WHAT NEEDS TO BE DONE =
Output every one of the entries below verbatim, keeping each line unchanged and in its original order.

ENTRIES SUPPLIED =

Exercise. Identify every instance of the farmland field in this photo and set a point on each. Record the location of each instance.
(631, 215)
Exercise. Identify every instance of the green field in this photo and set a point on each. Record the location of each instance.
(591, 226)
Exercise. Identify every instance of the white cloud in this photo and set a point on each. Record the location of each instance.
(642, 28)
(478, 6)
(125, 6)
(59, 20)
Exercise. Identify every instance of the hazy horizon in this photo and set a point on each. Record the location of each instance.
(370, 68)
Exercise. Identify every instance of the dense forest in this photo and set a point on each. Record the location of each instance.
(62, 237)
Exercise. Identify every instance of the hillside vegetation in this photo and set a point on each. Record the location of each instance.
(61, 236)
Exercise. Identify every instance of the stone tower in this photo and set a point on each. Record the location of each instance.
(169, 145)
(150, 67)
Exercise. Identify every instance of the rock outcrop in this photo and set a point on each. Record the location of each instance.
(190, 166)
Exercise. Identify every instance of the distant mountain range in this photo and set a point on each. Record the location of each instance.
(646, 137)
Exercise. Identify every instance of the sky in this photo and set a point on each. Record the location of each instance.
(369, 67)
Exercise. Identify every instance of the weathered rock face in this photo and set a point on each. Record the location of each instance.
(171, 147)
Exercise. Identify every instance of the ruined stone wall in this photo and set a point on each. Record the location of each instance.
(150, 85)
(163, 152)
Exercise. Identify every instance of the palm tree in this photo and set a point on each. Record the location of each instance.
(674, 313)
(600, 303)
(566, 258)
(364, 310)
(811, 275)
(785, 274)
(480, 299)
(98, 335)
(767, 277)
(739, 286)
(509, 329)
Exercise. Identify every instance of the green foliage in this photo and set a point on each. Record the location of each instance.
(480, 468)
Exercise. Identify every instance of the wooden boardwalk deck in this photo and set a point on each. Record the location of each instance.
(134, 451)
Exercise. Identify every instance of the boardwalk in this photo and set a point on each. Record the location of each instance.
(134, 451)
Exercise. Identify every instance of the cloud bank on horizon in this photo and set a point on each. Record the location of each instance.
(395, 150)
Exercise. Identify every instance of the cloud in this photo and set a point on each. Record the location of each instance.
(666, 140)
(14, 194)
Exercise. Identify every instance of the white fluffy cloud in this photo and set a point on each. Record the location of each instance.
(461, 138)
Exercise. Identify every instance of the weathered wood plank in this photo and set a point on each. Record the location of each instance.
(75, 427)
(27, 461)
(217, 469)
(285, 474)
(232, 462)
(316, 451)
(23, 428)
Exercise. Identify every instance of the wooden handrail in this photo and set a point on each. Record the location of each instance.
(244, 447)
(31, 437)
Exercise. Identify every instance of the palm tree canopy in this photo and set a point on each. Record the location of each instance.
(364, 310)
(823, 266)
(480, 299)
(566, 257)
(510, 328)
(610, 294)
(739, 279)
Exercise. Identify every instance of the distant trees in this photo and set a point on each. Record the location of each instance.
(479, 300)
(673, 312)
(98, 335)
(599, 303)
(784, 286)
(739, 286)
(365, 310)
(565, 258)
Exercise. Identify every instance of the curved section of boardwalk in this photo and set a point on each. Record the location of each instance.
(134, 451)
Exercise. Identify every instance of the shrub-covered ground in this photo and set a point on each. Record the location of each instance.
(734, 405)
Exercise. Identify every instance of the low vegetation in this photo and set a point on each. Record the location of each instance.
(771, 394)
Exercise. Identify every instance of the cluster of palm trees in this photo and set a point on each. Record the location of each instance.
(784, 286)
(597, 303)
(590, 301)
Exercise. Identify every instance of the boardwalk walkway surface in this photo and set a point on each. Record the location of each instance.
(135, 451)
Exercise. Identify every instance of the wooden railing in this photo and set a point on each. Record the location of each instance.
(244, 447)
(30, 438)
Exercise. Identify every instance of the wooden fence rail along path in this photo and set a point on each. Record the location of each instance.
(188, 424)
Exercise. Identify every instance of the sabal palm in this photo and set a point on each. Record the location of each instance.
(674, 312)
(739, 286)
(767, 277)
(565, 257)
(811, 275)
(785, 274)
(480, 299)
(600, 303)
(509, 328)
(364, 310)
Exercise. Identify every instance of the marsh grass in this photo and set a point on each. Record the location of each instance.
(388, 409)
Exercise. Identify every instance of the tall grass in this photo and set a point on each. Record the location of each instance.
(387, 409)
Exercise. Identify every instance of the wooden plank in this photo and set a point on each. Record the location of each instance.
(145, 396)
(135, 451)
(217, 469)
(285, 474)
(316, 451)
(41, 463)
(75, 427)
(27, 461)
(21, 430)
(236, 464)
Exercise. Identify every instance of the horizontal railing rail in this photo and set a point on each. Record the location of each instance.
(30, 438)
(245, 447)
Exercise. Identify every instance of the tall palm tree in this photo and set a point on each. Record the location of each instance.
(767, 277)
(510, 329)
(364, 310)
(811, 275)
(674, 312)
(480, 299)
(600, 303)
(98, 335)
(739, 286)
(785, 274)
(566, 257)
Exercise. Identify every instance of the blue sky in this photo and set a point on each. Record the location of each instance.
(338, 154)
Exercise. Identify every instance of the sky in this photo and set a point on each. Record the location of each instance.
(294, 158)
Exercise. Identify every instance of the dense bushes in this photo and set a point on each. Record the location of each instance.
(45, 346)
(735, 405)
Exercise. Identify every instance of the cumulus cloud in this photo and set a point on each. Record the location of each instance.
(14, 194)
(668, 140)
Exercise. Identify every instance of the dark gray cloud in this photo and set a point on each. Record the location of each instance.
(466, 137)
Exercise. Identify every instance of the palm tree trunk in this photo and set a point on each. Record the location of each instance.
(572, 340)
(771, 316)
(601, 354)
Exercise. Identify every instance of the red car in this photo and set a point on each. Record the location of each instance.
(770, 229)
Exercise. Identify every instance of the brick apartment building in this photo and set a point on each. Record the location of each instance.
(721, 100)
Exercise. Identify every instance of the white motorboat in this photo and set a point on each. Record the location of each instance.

EXERCISE RESULT =
Exercise. Identify every instance of the farmland field in this photo and set a point on each. Record the location of each instance.
(631, 215)
Exercise. Identify every instance of the green field in this photo and set a point on each. Record the location of each instance.
(591, 226)
Exercise. Identify every instance of the white cloud in this photo and set a point on each. Record the location of each instance.
(642, 28)
(478, 6)
(125, 6)
(59, 20)
Exercise. Identify every instance of the hazy horizon in this photo and set a point on each. Record the location of each instance.
(370, 68)
Exercise. Identify every instance of the dense forest in this photo and set a point on each. Record the location of each instance.
(62, 237)
Exercise. Identify every instance of the hillside vegetation in this photo and set a point on each. Record the location of each instance.
(61, 236)
Exercise. Identify every instance of the stone tower in this photo and set a point on each. Record the location of each instance.
(169, 145)
(150, 67)
Exercise. Identify every instance of the rock outcrop in this photo and set a point on each. Record the location of each instance.
(190, 166)
Exercise. Identify every instance of the distant mountain range in this photo and set a point on each. Record the location of each instance.
(646, 137)
Exercise. Identify every instance of the sky in this photo and set a point on each. Record the location of each instance.
(369, 67)
Exercise. Identify every instance of the weathered rock face in this photo and set a point on each. Record the location of each instance.
(171, 147)
Exercise. Identify every instance of the ruined stone wall in this photo and set a point on each. Record the location of each instance.
(150, 85)
(163, 152)
Exercise. Identify every instance of the palm tree in this photo and set a point on each. Record the location of each instance.
(674, 313)
(600, 303)
(566, 258)
(364, 310)
(811, 275)
(785, 274)
(480, 299)
(98, 335)
(767, 277)
(739, 286)
(509, 329)
Exercise. Identify every instance of the green foliage in this photo and set a point on each. Record the location of each instance.
(480, 468)
Exercise. Identify every instance of the wooden boardwalk deck in this photo and set a point on each. Record the location of each instance.
(134, 451)
Exercise. Identify every instance of the boardwalk in this photo and set a point on each. Record the location of each instance.
(134, 451)
Exercise. Identify every instance of the cloud bank on horizon in this photo and set a point on each. Record the location of each instance.
(395, 150)
Exercise. Identify every instance of the cloud in this photo and set a point on each. Record the location of each instance.
(666, 140)
(14, 194)
Exercise. Identify every instance of the white fluffy cloud in this photo and set a point on each. Record the location of each instance.
(461, 138)
Exercise. Identify every instance of the weathered wood plank in this photo and set a point on each. Record the location of each instance.
(75, 427)
(27, 461)
(217, 469)
(285, 474)
(232, 462)
(316, 451)
(23, 428)
Exercise. Identify every instance of the wooden handrail in this photo and set a point on each. Record the location of each instance.
(244, 447)
(31, 437)
Exercise. Identify every instance of the palm tree canopy in this photo and set a point on each. Record the location of each instance.
(364, 310)
(823, 266)
(480, 299)
(566, 257)
(510, 328)
(610, 294)
(739, 279)
Exercise. Identify every instance of the distant trees in this photo and set a point on each. Record the location of each instance.
(479, 300)
(673, 312)
(98, 335)
(599, 303)
(784, 286)
(739, 286)
(365, 310)
(565, 258)
Exercise. Identify every instance of the curved section of boardwalk in this photo and set a point on each. Record the location of each instance.
(134, 451)
Exercise. Identify every instance of the shrub-covered ground in this photo and set a point on each. Record the location of each instance.
(734, 405)
Exercise. Identify every instance of the low vegetation in this photo and set a point on each. Record the location of each instance.
(771, 394)
Exercise. Identify every instance of the cluster of palm trees in this photo and set a point on each. Record the location of each instance.
(784, 286)
(597, 303)
(590, 301)
Exercise. Identify every instance of the boardwalk walkway surface in this photo and set a point on each. Record the location of each instance.
(135, 451)
Exercise. Identify every instance of the wooden railing in this photo and set a point on each. Record the location of each instance.
(244, 447)
(30, 438)
Exercise. Identify every instance of the wooden fence rail along path in this photo and set a point on each. Record the location of each instance.
(188, 424)
Exercise. Identify every instance of the sabal palm in this photo and set a point on each. Record the location of each instance.
(674, 312)
(739, 286)
(767, 277)
(565, 257)
(811, 275)
(785, 274)
(480, 299)
(600, 303)
(509, 328)
(364, 310)
Exercise. Identify every instance of the marsh grass in this photo and set a point on each. Record the location of each instance.
(388, 409)
Exercise. Identify every instance of the tall grass in this photo and set a point on each. Record the location of each instance.
(387, 409)
Exercise. Identify every instance of the wooden plank in this photo and set a point on each. Record the location of each instance.
(145, 396)
(135, 451)
(217, 469)
(285, 474)
(316, 451)
(41, 463)
(75, 427)
(27, 461)
(21, 430)
(236, 464)
Exercise. Identify every instance of the horizontal railing rail in this photo and set a point on each. Record the location of each instance.
(30, 438)
(245, 447)
Exercise. Identify every instance of the tall palm tree in this photo and set a point on each. Record the location of each instance.
(767, 277)
(510, 329)
(364, 310)
(811, 275)
(674, 312)
(480, 299)
(600, 303)
(98, 335)
(739, 286)
(785, 274)
(566, 257)
Exercise. Identify every instance of the blue sky in this photo and set a point on each. Record the location of each instance.
(338, 154)
Exercise. Identify every instance of the sky in this photo and set a point on each. Record the location of each instance.
(294, 158)
Exercise. Identify every instance of the dense bushes in this photo and set a point on each. Record the location of each instance.
(45, 346)
(735, 405)
Exercise. Identify every instance of the cumulus cloud in this photo and set a point on each. Record the location of each instance.
(14, 194)
(668, 140)
Exercise. Identify every instance of the dark gray cloud in this photo and set a point on each. Record the location of each instance.
(466, 137)
Exercise. Identify every instance of the palm tree trunk in this photo and set a point on each. Record the location of each instance.
(572, 340)
(771, 316)
(601, 354)
Exercise. Identify every instance of the red car in this photo and set a point on each. Record the location of each instance.
(770, 229)
Exercise. Identify every instance of the brick apartment building in this photo and set a point on each. Record the location of each instance.
(721, 100)
Exercise. Identify every instance of the white motorboat in this photo and set a point on each. Record the location of each instance.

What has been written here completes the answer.